Unless it is a picture, every line from the start of the entries through the line with "pixel 20 43." must be retyped exactly.

> _Given data_
--- START ---
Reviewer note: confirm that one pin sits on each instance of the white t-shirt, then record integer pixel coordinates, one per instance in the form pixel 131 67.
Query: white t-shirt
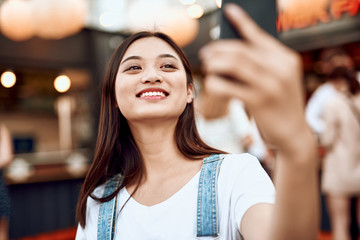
pixel 242 183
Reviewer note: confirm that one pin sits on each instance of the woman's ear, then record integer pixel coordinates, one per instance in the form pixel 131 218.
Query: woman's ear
pixel 190 93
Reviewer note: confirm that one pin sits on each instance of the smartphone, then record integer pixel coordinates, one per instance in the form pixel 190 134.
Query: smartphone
pixel 263 12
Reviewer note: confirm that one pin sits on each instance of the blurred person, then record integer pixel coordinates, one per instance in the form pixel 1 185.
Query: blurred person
pixel 5 159
pixel 148 144
pixel 222 123
pixel 341 137
pixel 329 59
pixel 259 148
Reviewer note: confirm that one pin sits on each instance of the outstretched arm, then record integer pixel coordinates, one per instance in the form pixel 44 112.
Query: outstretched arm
pixel 267 77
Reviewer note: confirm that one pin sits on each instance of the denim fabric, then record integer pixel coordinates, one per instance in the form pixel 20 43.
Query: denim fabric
pixel 107 212
pixel 207 196
pixel 206 204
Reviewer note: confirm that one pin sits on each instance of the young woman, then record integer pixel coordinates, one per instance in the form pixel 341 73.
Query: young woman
pixel 6 156
pixel 165 182
pixel 341 169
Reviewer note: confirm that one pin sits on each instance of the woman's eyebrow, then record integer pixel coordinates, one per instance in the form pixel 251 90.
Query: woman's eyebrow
pixel 167 55
pixel 129 58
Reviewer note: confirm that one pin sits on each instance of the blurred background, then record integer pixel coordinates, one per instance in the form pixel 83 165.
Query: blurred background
pixel 52 58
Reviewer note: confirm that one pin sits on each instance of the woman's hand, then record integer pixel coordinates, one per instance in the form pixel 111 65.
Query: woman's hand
pixel 263 73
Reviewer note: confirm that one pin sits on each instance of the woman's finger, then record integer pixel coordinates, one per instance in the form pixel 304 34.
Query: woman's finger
pixel 221 87
pixel 245 26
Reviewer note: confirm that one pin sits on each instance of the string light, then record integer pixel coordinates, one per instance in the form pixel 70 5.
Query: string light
pixel 62 83
pixel 8 79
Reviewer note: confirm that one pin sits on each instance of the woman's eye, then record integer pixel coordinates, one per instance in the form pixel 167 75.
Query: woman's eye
pixel 169 66
pixel 133 68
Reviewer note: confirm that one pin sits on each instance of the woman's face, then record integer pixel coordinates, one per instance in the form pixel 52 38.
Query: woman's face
pixel 151 82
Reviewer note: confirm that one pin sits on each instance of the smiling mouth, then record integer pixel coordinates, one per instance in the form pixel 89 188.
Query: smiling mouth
pixel 152 93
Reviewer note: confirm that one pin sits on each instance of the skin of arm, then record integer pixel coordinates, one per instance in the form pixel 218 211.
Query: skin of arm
pixel 267 77
pixel 5 147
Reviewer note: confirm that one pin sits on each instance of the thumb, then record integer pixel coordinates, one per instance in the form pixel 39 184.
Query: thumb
pixel 243 23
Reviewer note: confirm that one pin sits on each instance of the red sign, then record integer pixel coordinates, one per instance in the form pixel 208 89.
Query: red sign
pixel 301 13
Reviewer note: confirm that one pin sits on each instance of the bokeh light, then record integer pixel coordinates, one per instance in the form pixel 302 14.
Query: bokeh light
pixel 8 79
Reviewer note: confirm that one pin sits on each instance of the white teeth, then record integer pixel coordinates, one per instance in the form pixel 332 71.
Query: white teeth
pixel 150 94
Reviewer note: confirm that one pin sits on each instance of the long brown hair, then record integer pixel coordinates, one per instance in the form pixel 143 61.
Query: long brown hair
pixel 349 76
pixel 116 151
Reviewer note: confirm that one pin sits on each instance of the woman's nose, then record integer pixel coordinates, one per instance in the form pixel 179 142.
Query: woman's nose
pixel 151 76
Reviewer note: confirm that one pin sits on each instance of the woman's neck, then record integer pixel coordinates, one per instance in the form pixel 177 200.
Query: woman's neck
pixel 158 148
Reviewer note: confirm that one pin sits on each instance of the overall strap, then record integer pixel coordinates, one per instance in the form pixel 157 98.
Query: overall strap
pixel 107 211
pixel 207 196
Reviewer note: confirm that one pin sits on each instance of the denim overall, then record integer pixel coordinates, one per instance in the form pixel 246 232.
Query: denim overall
pixel 206 202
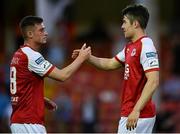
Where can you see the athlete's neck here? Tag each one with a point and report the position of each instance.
(138, 34)
(32, 45)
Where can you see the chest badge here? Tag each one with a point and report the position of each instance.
(133, 52)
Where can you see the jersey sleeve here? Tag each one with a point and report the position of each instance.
(37, 63)
(149, 56)
(121, 56)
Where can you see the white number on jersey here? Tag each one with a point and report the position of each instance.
(13, 80)
(126, 73)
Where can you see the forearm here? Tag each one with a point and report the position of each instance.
(65, 73)
(146, 95)
(102, 63)
(73, 67)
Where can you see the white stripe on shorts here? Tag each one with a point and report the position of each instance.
(144, 125)
(27, 128)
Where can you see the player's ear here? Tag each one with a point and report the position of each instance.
(136, 24)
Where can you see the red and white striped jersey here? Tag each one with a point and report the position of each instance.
(27, 70)
(138, 58)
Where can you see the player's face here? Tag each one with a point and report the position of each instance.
(40, 34)
(127, 28)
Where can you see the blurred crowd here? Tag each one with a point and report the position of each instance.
(90, 100)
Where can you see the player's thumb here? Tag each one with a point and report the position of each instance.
(83, 47)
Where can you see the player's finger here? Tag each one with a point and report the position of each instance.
(83, 47)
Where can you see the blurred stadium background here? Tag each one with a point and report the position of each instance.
(90, 100)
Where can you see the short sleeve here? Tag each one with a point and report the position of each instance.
(121, 56)
(37, 63)
(149, 56)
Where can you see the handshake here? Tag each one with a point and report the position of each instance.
(84, 52)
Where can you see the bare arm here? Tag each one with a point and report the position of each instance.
(65, 73)
(101, 63)
(104, 63)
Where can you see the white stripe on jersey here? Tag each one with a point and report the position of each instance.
(149, 57)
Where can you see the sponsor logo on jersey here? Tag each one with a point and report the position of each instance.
(153, 62)
(133, 52)
(39, 60)
(151, 54)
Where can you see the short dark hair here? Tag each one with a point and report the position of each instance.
(28, 21)
(137, 12)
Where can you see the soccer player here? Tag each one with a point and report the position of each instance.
(141, 74)
(27, 71)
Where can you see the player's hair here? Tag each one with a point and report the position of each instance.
(137, 12)
(29, 21)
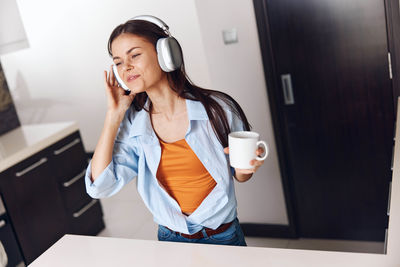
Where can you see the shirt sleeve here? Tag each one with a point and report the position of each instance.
(121, 170)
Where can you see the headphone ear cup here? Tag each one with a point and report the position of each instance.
(169, 54)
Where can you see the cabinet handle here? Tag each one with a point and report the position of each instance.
(389, 197)
(287, 89)
(66, 147)
(385, 244)
(33, 166)
(73, 180)
(81, 211)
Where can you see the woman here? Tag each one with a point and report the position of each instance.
(171, 135)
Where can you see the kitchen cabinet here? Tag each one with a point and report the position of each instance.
(45, 196)
(8, 240)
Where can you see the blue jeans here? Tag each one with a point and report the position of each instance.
(232, 236)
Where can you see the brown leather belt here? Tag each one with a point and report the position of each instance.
(209, 231)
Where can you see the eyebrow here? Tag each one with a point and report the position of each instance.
(127, 52)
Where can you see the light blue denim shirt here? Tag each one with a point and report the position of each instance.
(137, 153)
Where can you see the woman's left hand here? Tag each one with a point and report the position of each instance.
(256, 163)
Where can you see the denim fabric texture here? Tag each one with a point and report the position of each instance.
(232, 236)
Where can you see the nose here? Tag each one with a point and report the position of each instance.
(127, 66)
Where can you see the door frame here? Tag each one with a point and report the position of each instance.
(392, 11)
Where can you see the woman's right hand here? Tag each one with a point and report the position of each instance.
(117, 100)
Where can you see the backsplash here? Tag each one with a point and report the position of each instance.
(8, 115)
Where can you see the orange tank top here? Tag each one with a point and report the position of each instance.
(183, 175)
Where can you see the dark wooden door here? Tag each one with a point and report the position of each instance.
(337, 121)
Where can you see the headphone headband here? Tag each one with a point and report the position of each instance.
(154, 20)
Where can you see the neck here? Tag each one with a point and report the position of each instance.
(165, 101)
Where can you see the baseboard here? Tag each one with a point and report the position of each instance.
(268, 230)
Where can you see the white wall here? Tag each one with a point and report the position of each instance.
(60, 77)
(237, 70)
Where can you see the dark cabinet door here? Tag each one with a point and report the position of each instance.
(34, 204)
(9, 242)
(334, 100)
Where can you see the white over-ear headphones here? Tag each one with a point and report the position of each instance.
(169, 52)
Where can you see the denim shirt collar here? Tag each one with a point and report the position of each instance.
(141, 123)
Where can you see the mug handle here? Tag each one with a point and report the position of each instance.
(265, 149)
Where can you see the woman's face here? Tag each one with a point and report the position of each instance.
(137, 62)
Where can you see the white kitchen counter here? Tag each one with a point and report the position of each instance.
(27, 140)
(72, 250)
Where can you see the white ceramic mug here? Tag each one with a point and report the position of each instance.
(242, 149)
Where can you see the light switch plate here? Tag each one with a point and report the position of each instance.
(230, 36)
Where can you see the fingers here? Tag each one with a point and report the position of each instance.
(113, 81)
(259, 151)
(245, 171)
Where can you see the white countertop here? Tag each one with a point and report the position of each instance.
(72, 250)
(27, 140)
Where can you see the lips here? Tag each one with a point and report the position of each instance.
(132, 77)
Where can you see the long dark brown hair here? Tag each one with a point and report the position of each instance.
(182, 85)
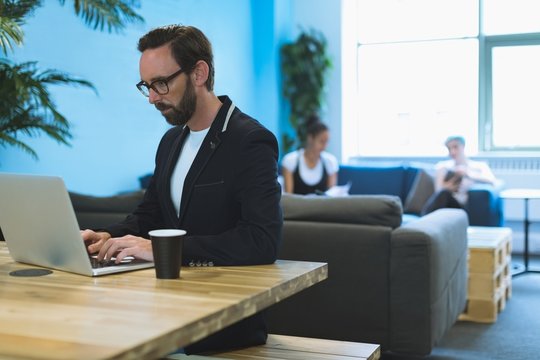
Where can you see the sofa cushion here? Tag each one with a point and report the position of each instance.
(383, 210)
(422, 188)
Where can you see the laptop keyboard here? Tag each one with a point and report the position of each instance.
(96, 264)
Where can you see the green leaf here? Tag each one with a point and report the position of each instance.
(110, 15)
(304, 66)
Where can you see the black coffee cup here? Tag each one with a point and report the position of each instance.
(167, 249)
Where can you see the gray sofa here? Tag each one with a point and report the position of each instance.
(401, 286)
(398, 285)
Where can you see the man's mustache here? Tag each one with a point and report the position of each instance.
(162, 106)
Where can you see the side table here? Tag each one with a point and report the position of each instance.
(525, 195)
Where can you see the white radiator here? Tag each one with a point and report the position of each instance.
(518, 173)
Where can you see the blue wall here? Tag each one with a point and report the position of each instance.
(116, 132)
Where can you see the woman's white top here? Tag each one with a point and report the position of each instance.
(311, 176)
(189, 150)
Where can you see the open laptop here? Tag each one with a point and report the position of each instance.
(40, 227)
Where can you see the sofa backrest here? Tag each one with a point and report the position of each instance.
(381, 210)
(396, 180)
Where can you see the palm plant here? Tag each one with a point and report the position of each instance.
(26, 107)
(304, 66)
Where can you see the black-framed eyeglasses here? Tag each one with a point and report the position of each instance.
(160, 86)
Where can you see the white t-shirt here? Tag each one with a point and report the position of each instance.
(187, 155)
(308, 175)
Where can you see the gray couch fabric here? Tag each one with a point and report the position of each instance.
(399, 286)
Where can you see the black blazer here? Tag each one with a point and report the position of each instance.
(230, 205)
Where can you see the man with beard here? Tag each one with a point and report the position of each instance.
(215, 175)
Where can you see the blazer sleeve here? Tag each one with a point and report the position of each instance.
(256, 235)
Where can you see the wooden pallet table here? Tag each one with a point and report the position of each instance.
(490, 278)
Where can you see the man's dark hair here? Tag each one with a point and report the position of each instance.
(188, 45)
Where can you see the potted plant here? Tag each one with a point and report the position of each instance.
(26, 107)
(304, 65)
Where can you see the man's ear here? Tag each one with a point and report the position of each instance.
(200, 73)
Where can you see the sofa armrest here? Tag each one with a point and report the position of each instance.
(352, 304)
(484, 205)
(428, 279)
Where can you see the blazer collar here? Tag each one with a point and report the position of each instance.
(210, 144)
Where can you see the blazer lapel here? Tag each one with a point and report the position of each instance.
(210, 144)
(170, 210)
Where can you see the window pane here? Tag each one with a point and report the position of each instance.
(511, 16)
(413, 95)
(516, 89)
(401, 20)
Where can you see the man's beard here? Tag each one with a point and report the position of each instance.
(181, 113)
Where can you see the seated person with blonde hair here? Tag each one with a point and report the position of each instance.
(454, 177)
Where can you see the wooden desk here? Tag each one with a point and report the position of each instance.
(134, 315)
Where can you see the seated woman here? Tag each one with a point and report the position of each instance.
(456, 176)
(311, 169)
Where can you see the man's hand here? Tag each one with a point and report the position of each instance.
(94, 240)
(108, 247)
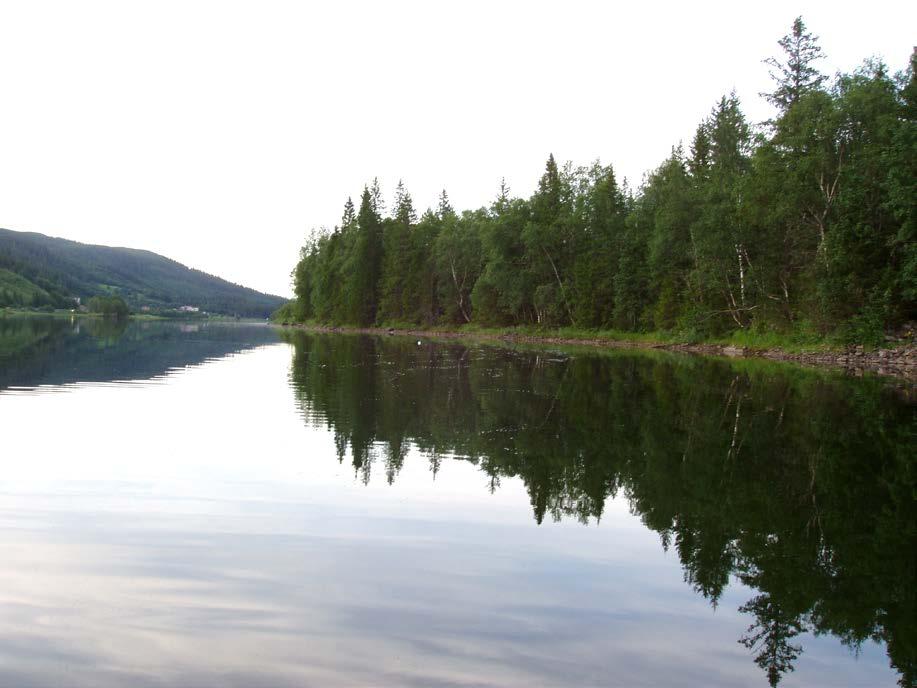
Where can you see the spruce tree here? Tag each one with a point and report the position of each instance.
(795, 75)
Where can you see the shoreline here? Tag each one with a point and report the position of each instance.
(899, 362)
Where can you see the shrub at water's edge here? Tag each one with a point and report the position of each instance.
(799, 233)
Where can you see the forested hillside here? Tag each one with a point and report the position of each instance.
(37, 270)
(804, 225)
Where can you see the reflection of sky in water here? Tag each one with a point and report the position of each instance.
(194, 532)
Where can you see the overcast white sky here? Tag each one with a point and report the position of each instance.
(217, 133)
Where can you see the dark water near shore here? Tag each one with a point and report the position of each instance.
(230, 505)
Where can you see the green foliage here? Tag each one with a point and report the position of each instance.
(810, 225)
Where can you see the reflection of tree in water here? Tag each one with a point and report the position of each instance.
(770, 636)
(799, 483)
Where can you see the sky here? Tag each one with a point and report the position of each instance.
(220, 133)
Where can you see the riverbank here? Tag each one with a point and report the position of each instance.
(898, 360)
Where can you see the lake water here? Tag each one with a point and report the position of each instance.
(232, 505)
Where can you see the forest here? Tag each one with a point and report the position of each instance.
(802, 226)
(40, 271)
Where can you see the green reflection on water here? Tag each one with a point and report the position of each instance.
(799, 483)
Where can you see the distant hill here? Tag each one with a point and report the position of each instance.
(38, 270)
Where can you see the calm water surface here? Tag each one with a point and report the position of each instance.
(229, 505)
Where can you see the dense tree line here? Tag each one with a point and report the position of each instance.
(798, 483)
(806, 223)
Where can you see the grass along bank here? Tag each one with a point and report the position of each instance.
(898, 358)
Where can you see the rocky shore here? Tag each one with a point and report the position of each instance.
(899, 360)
--- END ---
> _Result_
Reviewer note: confirm that one pin sits on each instance of the white t-shirt, then record integer pixel coordinates, one per instance in the form pixel 131 67.
Query: white t-shirt
pixel 242 183
Reviewer note: confirm that one pin sits on each instance of the woman's ear, then record integer pixel coordinates, one per instance in the form pixel 131 218.
Query: woman's ear
pixel 190 93
Reviewer note: confirm that one pin sits on each instance of the smartphone, then record integer pixel coordinates, one per instance in the form pixel 190 134.
Query: smartphone
pixel 263 12
Reviewer note: confirm that one pin sits on each instance of the blurred person, then record integer pixel coordinates, one per instance in the form pixel 1 185.
Query: blurred person
pixel 5 159
pixel 148 144
pixel 222 123
pixel 341 137
pixel 329 59
pixel 259 148
Reviewer note: confirm that one pin sits on each instance of the outstretched arm, then record integer pixel coordinates, one per instance in the form pixel 44 112.
Query: outstretched arm
pixel 267 77
Reviewer note: confirm that one pin sits on each instance of the denim fabric, then record integer pixel coordinates, one per instance in the form pixel 20 43.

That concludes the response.